EXERCISE AIM => No pictures should be carried over. Output all other parts of the entries verbatim.

DATASET RECORDS =>
########
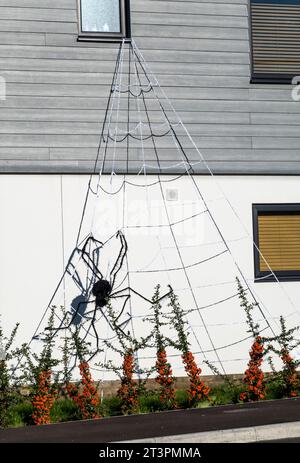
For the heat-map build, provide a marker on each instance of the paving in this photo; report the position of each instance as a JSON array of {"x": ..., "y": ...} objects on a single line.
[{"x": 158, "y": 425}]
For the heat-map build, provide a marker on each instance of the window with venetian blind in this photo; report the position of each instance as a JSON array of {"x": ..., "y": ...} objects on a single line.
[
  {"x": 277, "y": 236},
  {"x": 275, "y": 37}
]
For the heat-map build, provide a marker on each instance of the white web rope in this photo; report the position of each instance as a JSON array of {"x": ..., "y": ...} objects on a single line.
[{"x": 138, "y": 138}]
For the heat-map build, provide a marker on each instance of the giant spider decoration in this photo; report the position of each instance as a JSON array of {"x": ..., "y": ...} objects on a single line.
[{"x": 97, "y": 290}]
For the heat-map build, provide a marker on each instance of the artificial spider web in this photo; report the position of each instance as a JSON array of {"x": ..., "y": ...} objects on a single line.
[{"x": 136, "y": 236}]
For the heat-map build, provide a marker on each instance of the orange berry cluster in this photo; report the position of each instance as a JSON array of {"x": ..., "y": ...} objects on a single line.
[
  {"x": 165, "y": 378},
  {"x": 128, "y": 390},
  {"x": 86, "y": 395},
  {"x": 43, "y": 399},
  {"x": 198, "y": 390},
  {"x": 291, "y": 376}
]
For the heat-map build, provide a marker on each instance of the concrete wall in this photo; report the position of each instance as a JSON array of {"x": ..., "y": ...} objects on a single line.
[
  {"x": 57, "y": 88},
  {"x": 39, "y": 223}
]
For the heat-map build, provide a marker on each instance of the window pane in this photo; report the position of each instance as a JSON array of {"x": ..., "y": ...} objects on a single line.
[
  {"x": 279, "y": 241},
  {"x": 100, "y": 15},
  {"x": 275, "y": 37}
]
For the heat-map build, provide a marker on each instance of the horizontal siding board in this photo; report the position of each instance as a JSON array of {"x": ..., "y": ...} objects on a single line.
[
  {"x": 102, "y": 91},
  {"x": 201, "y": 8},
  {"x": 161, "y": 19},
  {"x": 199, "y": 51},
  {"x": 105, "y": 79},
  {"x": 91, "y": 128},
  {"x": 245, "y": 168},
  {"x": 68, "y": 115},
  {"x": 211, "y": 154},
  {"x": 63, "y": 140},
  {"x": 107, "y": 54},
  {"x": 17, "y": 38},
  {"x": 39, "y": 14},
  {"x": 155, "y": 43},
  {"x": 56, "y": 4},
  {"x": 226, "y": 33},
  {"x": 32, "y": 154},
  {"x": 180, "y": 105},
  {"x": 108, "y": 67},
  {"x": 30, "y": 27}
]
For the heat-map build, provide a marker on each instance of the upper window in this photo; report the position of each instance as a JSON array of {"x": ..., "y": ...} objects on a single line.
[
  {"x": 104, "y": 19},
  {"x": 275, "y": 31},
  {"x": 277, "y": 241}
]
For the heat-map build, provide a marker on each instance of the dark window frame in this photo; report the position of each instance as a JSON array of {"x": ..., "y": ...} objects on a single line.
[
  {"x": 261, "y": 78},
  {"x": 125, "y": 27},
  {"x": 259, "y": 209}
]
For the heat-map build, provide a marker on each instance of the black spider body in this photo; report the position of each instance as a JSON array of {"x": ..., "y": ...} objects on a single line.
[{"x": 101, "y": 290}]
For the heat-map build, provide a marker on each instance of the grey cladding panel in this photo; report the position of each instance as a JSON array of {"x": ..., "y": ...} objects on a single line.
[{"x": 57, "y": 89}]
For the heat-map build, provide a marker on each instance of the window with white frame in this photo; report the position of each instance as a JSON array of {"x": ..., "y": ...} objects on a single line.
[{"x": 104, "y": 19}]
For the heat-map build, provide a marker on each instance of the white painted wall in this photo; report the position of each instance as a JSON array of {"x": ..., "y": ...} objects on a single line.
[{"x": 40, "y": 215}]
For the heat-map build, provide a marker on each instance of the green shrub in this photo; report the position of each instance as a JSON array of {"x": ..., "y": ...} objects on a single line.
[
  {"x": 182, "y": 399},
  {"x": 151, "y": 402},
  {"x": 111, "y": 406},
  {"x": 19, "y": 414},
  {"x": 226, "y": 394}
]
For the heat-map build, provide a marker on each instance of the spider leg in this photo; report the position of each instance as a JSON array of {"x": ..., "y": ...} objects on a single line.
[
  {"x": 120, "y": 259},
  {"x": 75, "y": 314}
]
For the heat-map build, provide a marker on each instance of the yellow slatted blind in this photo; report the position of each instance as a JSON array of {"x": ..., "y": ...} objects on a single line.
[
  {"x": 275, "y": 38},
  {"x": 279, "y": 241}
]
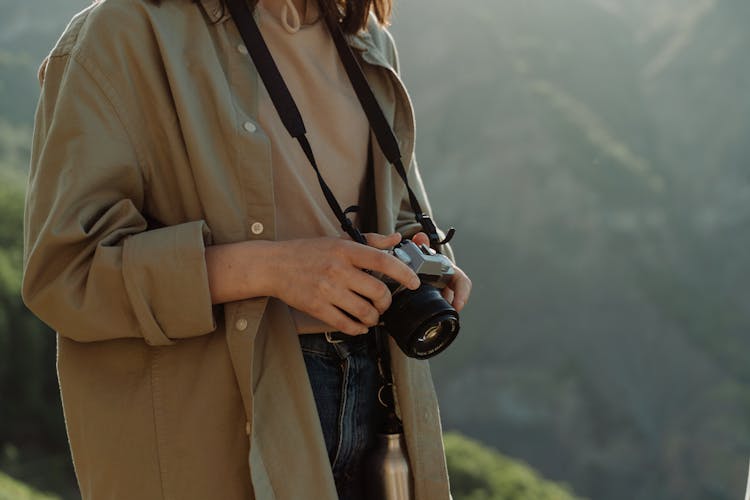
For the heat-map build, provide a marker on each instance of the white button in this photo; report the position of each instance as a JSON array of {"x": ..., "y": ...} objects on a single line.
[{"x": 256, "y": 228}]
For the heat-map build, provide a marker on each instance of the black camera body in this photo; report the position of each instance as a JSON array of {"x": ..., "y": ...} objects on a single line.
[{"x": 421, "y": 321}]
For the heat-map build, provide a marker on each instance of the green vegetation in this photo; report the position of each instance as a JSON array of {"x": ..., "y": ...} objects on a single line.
[
  {"x": 594, "y": 157},
  {"x": 10, "y": 489},
  {"x": 480, "y": 473}
]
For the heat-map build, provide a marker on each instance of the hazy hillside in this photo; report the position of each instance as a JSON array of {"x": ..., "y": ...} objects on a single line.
[{"x": 595, "y": 158}]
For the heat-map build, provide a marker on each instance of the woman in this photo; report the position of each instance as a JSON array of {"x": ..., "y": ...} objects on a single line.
[{"x": 177, "y": 241}]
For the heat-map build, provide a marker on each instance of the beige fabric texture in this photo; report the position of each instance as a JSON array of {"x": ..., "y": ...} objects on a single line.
[
  {"x": 336, "y": 125},
  {"x": 147, "y": 148}
]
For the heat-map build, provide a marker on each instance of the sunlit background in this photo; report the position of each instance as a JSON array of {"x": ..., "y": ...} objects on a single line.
[{"x": 594, "y": 156}]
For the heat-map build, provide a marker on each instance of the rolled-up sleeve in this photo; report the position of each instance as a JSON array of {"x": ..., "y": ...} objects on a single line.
[{"x": 93, "y": 268}]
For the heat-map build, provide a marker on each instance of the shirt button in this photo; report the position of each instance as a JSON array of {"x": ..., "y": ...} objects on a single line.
[{"x": 256, "y": 228}]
########
YOUR RESPONSE =>
For the heat-map build, provide a marker on each instance of the paving in this photo; report the position of each instance as a JSON array of {"x": ..., "y": ...} objects on a single line.
[{"x": 158, "y": 425}]
For the heat-map build, provide a marker on each instance of the window with venetian blind in this photo; report the position of each instance as a JSON array of {"x": ..., "y": ...} objects on a single line.
[
  {"x": 277, "y": 236},
  {"x": 275, "y": 37}
]
For the heat-map build, provide a marker on each instance of the white web rope in this photo; report the position of each instance as a JSON array of {"x": ..., "y": ...} objects on a single line.
[{"x": 138, "y": 138}]
For the heat-map build, provide a marker on each instance of the giant spider decoration in this photo; report the position of each instance as a JSON array of {"x": ..., "y": ...} objects on a single line.
[{"x": 97, "y": 290}]
For the heat-map build, provide a marker on each instance of the artificial spider web in this photo; report the position of each instance as a JSON array of {"x": ..., "y": ...} objects on a single line.
[{"x": 136, "y": 236}]
For the heat-map build, provide a marker on each instance of the orange berry cluster in this photo; report the position of each instance as a JSON array of {"x": ..., "y": ...} objects on a single line.
[
  {"x": 165, "y": 378},
  {"x": 128, "y": 390},
  {"x": 86, "y": 395},
  {"x": 43, "y": 399},
  {"x": 198, "y": 390},
  {"x": 291, "y": 376}
]
For the heat-map build, provide a marker on each instance of the concrete wall in this photo; report the position of each instance as a JSON array of {"x": ..., "y": ...} objects on a single line.
[
  {"x": 57, "y": 88},
  {"x": 39, "y": 223}
]
For the heat-map build, provide a marker on each instance of the window pane in this photo; report the position of each instance as a JSON array of {"x": ..., "y": ...} objects on a single line.
[
  {"x": 279, "y": 241},
  {"x": 100, "y": 15},
  {"x": 275, "y": 37}
]
For the heat-map build, provide a marker on each instance of the horizontal siding board in this photo; report the position of each instance as a JSON array of {"x": ..., "y": ...} objects on a single line.
[
  {"x": 102, "y": 91},
  {"x": 201, "y": 8},
  {"x": 161, "y": 19},
  {"x": 199, "y": 51},
  {"x": 105, "y": 79},
  {"x": 91, "y": 128},
  {"x": 245, "y": 168},
  {"x": 68, "y": 115},
  {"x": 211, "y": 154},
  {"x": 63, "y": 140},
  {"x": 107, "y": 54},
  {"x": 17, "y": 38},
  {"x": 39, "y": 14},
  {"x": 155, "y": 43},
  {"x": 56, "y": 4},
  {"x": 226, "y": 33},
  {"x": 32, "y": 154},
  {"x": 180, "y": 105},
  {"x": 108, "y": 67},
  {"x": 30, "y": 27}
]
For the heat-map build, provide a marker on each instance of the upper window in this photo; report the position of each instance as a JSON array of {"x": ..., "y": ...} objects on a single line.
[
  {"x": 104, "y": 19},
  {"x": 275, "y": 31},
  {"x": 277, "y": 241}
]
For the heat-map build, provide a marker on each instance of the dark window frame in this photo; report the position of each instance as a JSON array of {"x": ..., "y": ...} objects on a single line.
[
  {"x": 261, "y": 78},
  {"x": 125, "y": 27},
  {"x": 259, "y": 209}
]
For the heat-map build, provide a marker on each instance of the black spider body in this photo; report the position of each instance as a JSON array of {"x": ..., "y": ...} objects on a single line.
[{"x": 101, "y": 290}]
For the heat-map build, provide a marker on each instance of the grey cladding panel in this photo; report the position of each instance as a JSON array of {"x": ..., "y": ...} objects on a single line.
[{"x": 57, "y": 89}]
For the heat-map build, provide a marker on each instance of the window with white frame in this photo; report the position of each instance as a JSON array of {"x": ..., "y": ...} objects on a single line.
[{"x": 104, "y": 19}]
For the heat-map build, provide a marker on each instance of the white painted wall in this photo; report the position of each instance as a JSON array of {"x": ..., "y": ...} objects on a single line.
[{"x": 40, "y": 215}]
For the heat-map build, provide a marker on each instance of the green shrub in this photo; report the position of each instance as a JSON array of {"x": ..., "y": ...} objects on a single line.
[
  {"x": 182, "y": 399},
  {"x": 151, "y": 402},
  {"x": 111, "y": 406},
  {"x": 19, "y": 414},
  {"x": 226, "y": 394}
]
For the heat-map build, provide a marker on each instance of the spider leg in this photo; report the position of each instance as a JSON array of {"x": ..., "y": ...} objects on a single line.
[
  {"x": 120, "y": 259},
  {"x": 75, "y": 314}
]
For the heat-map build, provide a marker on each instance of the yellow slatted blind in this photo; report the position of each instance as a JSON array of {"x": ..., "y": ...} objects on a single line.
[
  {"x": 275, "y": 38},
  {"x": 279, "y": 241}
]
For the heat-map build, provide a marker on each instance of the white button in this photo; report the position of each instance as a JSON array of {"x": ..., "y": ...} objects on a single line.
[{"x": 256, "y": 228}]
For the heat-map build, provide a marker on each instance of the black camera body in this photo; report the position of each instance as a JSON array of {"x": ..., "y": ...} objects on a single line.
[{"x": 421, "y": 321}]
For the heat-map build, provide a marker on each instance of the green vegetation in this photo; report the position of each instance as a JSON array of {"x": ..., "y": ...} objects on a single line.
[
  {"x": 594, "y": 157},
  {"x": 10, "y": 489},
  {"x": 480, "y": 473}
]
For the heat-map build, provide a marker on each instance of the hazy hillside in this photo; report the position of each instance as a JSON array of {"x": ..., "y": ...} objects on a single line.
[{"x": 595, "y": 158}]
For the heat-map build, provide a marker on each instance of the woman in this photo; report the position of each instance as a JSON array of {"x": ..., "y": ...} objects on a single line.
[{"x": 177, "y": 241}]
For the heat-map build, provide a marker on each instance of the beige fabric texture in this photo; report the position of each instance as a JSON array of {"x": ..., "y": ...} objects on a single line.
[
  {"x": 336, "y": 125},
  {"x": 147, "y": 148}
]
For the heat-map build, provide a marker on each instance of the sunlit background in this photo; report the position of each instance as a JSON array of {"x": ..., "y": ...} objects on a single line.
[{"x": 594, "y": 156}]
For the heat-map build, provide a marker on each instance of the rolled-up sleeve in this photo; report the position of each instance as a JSON array of {"x": ..., "y": ...} objects on a single line.
[{"x": 93, "y": 268}]
For the heat-map build, provide a marker on each instance of the shirt button in this photo; report the position of each instance as a JSON array of {"x": ..., "y": ...} objects on a single line.
[{"x": 256, "y": 228}]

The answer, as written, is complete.